### Directions
A single number is required: the count of lines in the records below that contain the word "json".

### Stored data entries
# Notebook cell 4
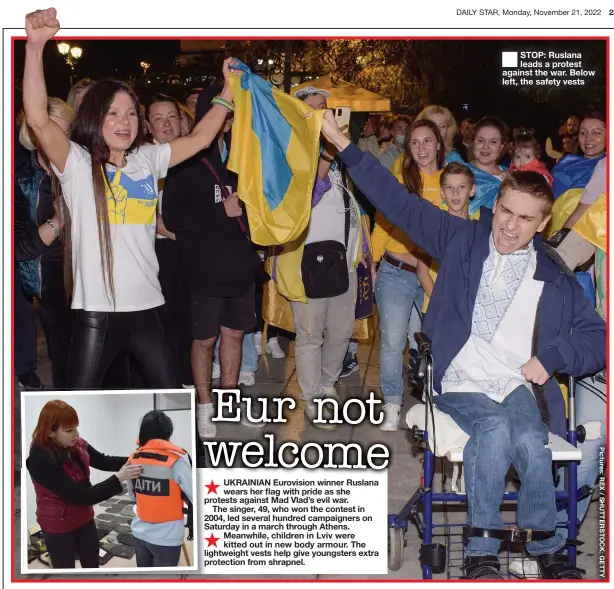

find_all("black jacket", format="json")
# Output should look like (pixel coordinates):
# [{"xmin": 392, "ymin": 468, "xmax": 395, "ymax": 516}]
[
  {"xmin": 15, "ymin": 151, "xmax": 64, "ymax": 301},
  {"xmin": 162, "ymin": 156, "xmax": 260, "ymax": 297},
  {"xmin": 26, "ymin": 442, "xmax": 127, "ymax": 506},
  {"xmin": 162, "ymin": 85, "xmax": 260, "ymax": 297}
]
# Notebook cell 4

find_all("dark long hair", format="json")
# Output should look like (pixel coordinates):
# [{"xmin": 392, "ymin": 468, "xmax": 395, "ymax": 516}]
[
  {"xmin": 402, "ymin": 119, "xmax": 446, "ymax": 197},
  {"xmin": 68, "ymin": 79, "xmax": 145, "ymax": 306},
  {"xmin": 138, "ymin": 410, "xmax": 173, "ymax": 447},
  {"xmin": 49, "ymin": 173, "xmax": 73, "ymax": 302}
]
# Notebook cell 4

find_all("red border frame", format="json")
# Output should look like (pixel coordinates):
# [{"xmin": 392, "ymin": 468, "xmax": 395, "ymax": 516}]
[{"xmin": 10, "ymin": 33, "xmax": 610, "ymax": 584}]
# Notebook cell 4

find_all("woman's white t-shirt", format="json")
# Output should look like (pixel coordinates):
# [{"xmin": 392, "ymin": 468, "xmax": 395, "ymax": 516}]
[{"xmin": 52, "ymin": 141, "xmax": 172, "ymax": 312}]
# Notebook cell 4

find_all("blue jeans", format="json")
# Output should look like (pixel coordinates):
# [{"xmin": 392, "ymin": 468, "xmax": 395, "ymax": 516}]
[
  {"xmin": 556, "ymin": 372, "xmax": 606, "ymax": 536},
  {"xmin": 134, "ymin": 536, "xmax": 182, "ymax": 567},
  {"xmin": 434, "ymin": 386, "xmax": 565, "ymax": 557},
  {"xmin": 213, "ymin": 332, "xmax": 258, "ymax": 373},
  {"xmin": 376, "ymin": 257, "xmax": 423, "ymax": 405}
]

### Exercise response
5